(Saved entries)
= = = =

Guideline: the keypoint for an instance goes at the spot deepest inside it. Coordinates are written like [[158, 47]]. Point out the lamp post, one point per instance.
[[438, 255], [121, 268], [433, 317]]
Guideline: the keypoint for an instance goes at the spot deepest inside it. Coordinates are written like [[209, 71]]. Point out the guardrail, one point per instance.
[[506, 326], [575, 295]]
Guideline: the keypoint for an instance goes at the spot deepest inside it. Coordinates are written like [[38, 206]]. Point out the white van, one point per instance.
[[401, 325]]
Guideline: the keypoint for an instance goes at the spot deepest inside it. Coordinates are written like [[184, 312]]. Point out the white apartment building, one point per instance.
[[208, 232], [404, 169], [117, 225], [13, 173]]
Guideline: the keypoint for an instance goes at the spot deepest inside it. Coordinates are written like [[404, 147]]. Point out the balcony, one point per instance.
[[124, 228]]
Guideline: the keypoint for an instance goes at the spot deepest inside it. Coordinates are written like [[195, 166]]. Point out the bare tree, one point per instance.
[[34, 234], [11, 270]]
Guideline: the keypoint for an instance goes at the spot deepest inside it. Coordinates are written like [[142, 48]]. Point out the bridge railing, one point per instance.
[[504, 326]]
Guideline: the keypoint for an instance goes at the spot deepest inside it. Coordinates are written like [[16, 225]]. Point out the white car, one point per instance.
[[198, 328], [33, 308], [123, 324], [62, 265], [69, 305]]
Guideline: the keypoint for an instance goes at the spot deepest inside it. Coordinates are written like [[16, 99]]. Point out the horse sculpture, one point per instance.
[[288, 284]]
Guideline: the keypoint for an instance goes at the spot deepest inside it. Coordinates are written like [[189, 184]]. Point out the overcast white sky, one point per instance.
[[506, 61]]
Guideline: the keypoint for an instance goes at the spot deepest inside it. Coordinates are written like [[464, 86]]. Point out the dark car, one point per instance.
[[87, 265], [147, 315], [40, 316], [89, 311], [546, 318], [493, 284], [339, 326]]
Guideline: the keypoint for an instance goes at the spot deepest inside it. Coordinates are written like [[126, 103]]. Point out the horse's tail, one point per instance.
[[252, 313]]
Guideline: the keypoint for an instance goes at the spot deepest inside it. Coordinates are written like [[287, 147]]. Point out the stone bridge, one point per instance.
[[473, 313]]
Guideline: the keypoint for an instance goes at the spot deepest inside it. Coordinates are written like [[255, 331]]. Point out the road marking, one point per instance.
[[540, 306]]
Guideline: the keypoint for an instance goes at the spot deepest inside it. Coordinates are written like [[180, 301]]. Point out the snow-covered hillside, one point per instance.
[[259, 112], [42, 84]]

= = = =

• Task to complete:
With nothing left out, copy every record exactly.

• Answer to this problem:
Guideline: the keypoint for an instance goes at the spot deepest inside it. Coordinates are written like [[158, 47]]. Point out the lamp post, one point per instance.
[[438, 255], [121, 268], [433, 317]]
Guideline: the keypoint for an instance goes at the spot deepest inside it. Coordinates are written like [[209, 71]]. Point out the guardrail, one point per instance.
[[506, 326], [575, 295]]
Guideline: the keypoint for an instance goes at the spot deepest inside it. Coordinates are written like [[38, 206]]. Point out the white van, one point per instance.
[[401, 325]]
Guideline: the keypoint for an instance goes at the spot deepest inside it. Coordinates are written like [[184, 312]]. Point out the white apartment building, one point per instance.
[[208, 232], [404, 169], [117, 225], [13, 173]]
Guideline: the keypoint for an instance goes at the spot deepest inside it. Coordinates are written like [[404, 147]]. Point out the balcony, one point per instance.
[[124, 228]]
Guideline: the keypoint for an instance goes at the spot deepest inside it. Coordinates are written like [[195, 166]]. Point out the bare tree, one point per instance.
[[34, 234], [11, 270]]
Guideline: the keypoint for an instance goes at the spot deepest inside it. Coordinates are written like [[142, 48]]. Point out the bridge railing, one point per instance.
[[504, 326]]
Guideline: the keypoint for an instance goes at the spot deepest inside it. Coordinates are written like [[16, 225]]. Point out the white car, one point per instance.
[[198, 328], [33, 308], [123, 324], [62, 265], [69, 305]]
Guideline: the keypoint for an instance goes at the spot deepest inside it. Coordinates are written like [[16, 99]]. Point out the horse sculpture, one point per instance.
[[288, 284]]
Guideline: the keypoint for an instance goes at the spot deepest inside it. Coordinates are written like [[189, 184]]. Point out the overcast white sky, one point per instance.
[[506, 61]]
Guideline: the keypoint for an instance goes at the spot deepest inside it. Coordinates are written like [[464, 86]]. Point out the dark car, one point per instance.
[[87, 265], [147, 315], [40, 316], [89, 311], [546, 318], [493, 284], [339, 326]]
Guideline: the keypoint for an instance goes at the spot deepest inside it. Coordinates are written like [[126, 103]]. Point out the horse's tail, one point per instance.
[[252, 313]]
Guideline: the keypoint for an instance goes at the spot deepest inside it. Coordinates are written like [[287, 147]]. Point out the stone bridge, one point per instance.
[[473, 313]]
Guideline: the keypoint for an instance goes at the spot deepest inside it. Coordinates are written like [[255, 331]]. Point out the road marking, one point per instance.
[[540, 306]]
Guideline: the keypoint for an instance goes at the spot deepest inside it. Coordinates are written like [[180, 301]]. Point out the snow-covered hillside, one point per instance.
[[259, 112], [42, 84]]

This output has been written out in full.